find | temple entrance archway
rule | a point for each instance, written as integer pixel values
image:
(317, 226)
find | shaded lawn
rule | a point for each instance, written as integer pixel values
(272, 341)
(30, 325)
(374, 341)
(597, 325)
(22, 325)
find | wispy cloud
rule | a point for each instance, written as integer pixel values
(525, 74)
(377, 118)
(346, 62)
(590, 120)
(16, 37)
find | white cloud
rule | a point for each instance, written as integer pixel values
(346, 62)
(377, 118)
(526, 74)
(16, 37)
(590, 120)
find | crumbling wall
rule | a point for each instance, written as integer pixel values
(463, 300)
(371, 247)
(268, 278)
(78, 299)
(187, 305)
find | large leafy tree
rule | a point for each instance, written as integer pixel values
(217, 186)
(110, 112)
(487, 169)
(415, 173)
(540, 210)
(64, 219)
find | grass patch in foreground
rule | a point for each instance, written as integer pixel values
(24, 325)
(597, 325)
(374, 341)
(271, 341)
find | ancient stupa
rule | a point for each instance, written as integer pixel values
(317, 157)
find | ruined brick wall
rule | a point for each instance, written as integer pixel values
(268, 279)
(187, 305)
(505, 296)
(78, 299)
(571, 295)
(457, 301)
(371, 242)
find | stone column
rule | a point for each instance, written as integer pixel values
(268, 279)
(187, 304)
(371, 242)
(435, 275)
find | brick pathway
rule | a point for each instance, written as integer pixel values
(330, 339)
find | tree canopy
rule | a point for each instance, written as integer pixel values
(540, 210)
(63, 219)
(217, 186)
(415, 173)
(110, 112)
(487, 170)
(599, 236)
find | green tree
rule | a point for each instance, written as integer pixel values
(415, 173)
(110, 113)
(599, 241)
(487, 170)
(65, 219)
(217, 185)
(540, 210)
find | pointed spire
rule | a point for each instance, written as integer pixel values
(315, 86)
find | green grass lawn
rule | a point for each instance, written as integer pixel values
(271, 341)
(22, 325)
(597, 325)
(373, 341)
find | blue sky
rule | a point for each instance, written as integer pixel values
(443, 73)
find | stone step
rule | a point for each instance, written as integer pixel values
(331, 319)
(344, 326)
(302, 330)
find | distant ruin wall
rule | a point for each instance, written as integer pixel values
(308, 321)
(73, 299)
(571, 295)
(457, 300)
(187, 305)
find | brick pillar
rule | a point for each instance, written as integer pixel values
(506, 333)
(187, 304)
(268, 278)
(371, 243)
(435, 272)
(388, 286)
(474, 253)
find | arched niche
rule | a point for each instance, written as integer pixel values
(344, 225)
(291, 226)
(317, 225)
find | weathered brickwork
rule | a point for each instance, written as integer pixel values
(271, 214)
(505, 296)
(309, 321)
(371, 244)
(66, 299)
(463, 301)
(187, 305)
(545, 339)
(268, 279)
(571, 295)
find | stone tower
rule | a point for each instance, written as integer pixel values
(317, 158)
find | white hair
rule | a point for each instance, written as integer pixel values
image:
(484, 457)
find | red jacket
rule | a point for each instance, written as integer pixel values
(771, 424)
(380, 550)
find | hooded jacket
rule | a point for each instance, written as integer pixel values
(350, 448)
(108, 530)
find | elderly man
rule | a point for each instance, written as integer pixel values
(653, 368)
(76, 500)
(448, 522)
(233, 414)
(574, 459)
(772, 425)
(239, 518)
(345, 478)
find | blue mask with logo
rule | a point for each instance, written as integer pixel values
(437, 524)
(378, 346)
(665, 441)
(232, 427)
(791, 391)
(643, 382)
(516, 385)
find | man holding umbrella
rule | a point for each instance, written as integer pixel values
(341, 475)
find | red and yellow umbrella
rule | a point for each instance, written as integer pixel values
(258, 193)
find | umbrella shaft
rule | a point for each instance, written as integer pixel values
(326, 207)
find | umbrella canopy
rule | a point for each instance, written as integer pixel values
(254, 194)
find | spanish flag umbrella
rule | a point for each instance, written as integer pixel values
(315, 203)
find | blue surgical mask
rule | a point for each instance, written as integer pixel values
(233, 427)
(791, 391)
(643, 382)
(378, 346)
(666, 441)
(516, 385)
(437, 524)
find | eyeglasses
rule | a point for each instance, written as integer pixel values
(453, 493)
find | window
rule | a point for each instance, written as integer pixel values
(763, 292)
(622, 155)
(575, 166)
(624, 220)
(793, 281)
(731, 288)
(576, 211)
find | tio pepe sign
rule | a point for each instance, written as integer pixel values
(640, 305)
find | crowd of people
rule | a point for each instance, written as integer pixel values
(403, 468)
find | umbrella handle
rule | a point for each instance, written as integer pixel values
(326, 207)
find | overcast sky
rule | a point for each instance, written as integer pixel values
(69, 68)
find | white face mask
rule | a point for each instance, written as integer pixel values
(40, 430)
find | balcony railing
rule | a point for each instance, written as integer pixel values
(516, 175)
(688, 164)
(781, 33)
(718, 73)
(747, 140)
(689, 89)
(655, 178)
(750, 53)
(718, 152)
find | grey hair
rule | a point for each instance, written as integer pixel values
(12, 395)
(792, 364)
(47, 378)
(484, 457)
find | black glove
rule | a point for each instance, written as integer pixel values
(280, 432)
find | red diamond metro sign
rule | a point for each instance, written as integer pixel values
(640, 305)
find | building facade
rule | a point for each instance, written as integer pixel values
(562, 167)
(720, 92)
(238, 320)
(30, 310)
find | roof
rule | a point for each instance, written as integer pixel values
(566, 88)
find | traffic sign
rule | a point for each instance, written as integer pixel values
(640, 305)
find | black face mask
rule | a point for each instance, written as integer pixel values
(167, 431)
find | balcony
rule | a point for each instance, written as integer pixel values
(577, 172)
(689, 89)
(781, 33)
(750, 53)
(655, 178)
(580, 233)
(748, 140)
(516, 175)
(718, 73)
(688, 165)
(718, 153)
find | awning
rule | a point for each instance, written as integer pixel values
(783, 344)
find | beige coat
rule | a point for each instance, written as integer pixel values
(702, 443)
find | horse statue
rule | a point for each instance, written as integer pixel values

__ACTIVITY__: Where the word "lawn" occurs in a line of the records, copy that line.

__WRITTEN SOLUTION__:
find | shaded lawn
find | green grass lawn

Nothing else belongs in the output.